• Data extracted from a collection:
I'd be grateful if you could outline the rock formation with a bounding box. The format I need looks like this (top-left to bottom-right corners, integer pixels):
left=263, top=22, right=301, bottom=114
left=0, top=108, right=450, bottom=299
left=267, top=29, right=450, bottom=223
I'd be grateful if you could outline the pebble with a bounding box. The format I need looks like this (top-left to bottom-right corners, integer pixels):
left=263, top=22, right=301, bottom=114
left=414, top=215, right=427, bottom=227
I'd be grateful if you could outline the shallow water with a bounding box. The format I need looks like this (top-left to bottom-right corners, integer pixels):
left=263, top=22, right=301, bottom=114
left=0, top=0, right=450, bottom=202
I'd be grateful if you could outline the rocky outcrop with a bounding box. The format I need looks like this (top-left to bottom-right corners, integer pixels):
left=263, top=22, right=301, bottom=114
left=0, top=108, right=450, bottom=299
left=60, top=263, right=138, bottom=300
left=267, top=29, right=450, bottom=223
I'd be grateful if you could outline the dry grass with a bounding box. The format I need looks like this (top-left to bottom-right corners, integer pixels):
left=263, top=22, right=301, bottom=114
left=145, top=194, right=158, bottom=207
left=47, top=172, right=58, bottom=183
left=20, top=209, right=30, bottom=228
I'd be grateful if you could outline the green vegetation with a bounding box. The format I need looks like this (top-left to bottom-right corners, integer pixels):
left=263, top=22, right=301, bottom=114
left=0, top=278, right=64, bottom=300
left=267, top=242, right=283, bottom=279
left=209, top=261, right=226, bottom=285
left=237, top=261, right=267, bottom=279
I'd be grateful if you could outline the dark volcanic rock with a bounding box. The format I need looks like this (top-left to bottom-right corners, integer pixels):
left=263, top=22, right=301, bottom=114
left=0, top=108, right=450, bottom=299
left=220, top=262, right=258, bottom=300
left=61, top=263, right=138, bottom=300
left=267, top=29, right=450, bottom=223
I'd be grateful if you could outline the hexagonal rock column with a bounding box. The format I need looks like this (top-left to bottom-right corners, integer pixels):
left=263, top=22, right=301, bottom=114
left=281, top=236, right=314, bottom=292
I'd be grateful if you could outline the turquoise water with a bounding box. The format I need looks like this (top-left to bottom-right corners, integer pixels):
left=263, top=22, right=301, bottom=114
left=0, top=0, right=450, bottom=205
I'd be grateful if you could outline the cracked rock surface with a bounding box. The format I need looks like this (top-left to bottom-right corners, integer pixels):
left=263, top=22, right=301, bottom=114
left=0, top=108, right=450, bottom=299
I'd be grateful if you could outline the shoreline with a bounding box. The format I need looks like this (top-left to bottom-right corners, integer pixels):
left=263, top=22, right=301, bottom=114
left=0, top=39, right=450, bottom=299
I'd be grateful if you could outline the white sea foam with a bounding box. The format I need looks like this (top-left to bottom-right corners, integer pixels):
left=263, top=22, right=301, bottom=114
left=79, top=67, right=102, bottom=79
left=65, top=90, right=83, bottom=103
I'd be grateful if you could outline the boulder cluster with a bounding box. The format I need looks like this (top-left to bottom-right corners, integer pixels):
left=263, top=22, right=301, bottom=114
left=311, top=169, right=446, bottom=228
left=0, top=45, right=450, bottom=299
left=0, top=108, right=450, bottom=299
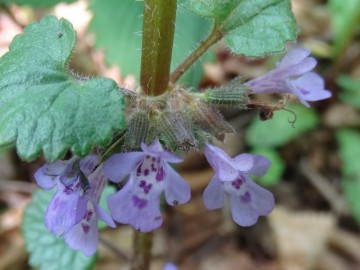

• SET TASK:
Rewrite the part that opens with the line containing "I'd be grateful if you could outline the rocky" and closes with the line containing "left=281, top=236, right=314, bottom=292", both lines included, keeping the requests and their format samples unchanged. Rescale every bounding-box coordinate in the answers by multiplying it by 1.75 and rounding to a whole number, with halves rounded up.

• EXERCISE ANSWER:
I'd be grateful if you could outline the rocky outcrop with a bounding box. The format I need looks like this (top-left to bottom-right corners, integer pixels):
left=263, top=22, right=301, bottom=114
left=0, top=189, right=788, bottom=523
left=105, top=460, right=242, bottom=525
left=467, top=51, right=788, bottom=390
I'd be grateful if you could outline the dry grass with a bounding box. The format I need looks like this (top-left to bottom-right corners, integer pixels):
left=263, top=22, right=301, bottom=114
left=254, top=340, right=277, bottom=362
left=82, top=301, right=102, bottom=320
left=35, top=366, right=53, bottom=399
I'd be grateful if you could outline the green vegetation with a bounding box. The format I need looks like this (top-left to bottom-right corners, integer pixels):
left=263, top=22, right=301, bottom=114
left=0, top=487, right=112, bottom=525
left=467, top=424, right=495, bottom=488
left=366, top=457, right=396, bottom=499
left=415, top=457, right=467, bottom=488
I'd be grateful if you could outline the dark volcanic rock with a bounding box. The format I need looks like this (top-left to bottom-right corners, integer pixels):
left=263, top=22, right=301, bottom=114
left=0, top=189, right=788, bottom=523
left=385, top=459, right=452, bottom=525
left=107, top=460, right=242, bottom=525
left=467, top=51, right=788, bottom=390
I'd be grateful if you could outline the hexagonal rock column with a bounding box. The format I need looks like this (top-left to bottom-right corners, integer pixels):
left=263, top=22, right=301, bottom=114
left=492, top=413, right=550, bottom=511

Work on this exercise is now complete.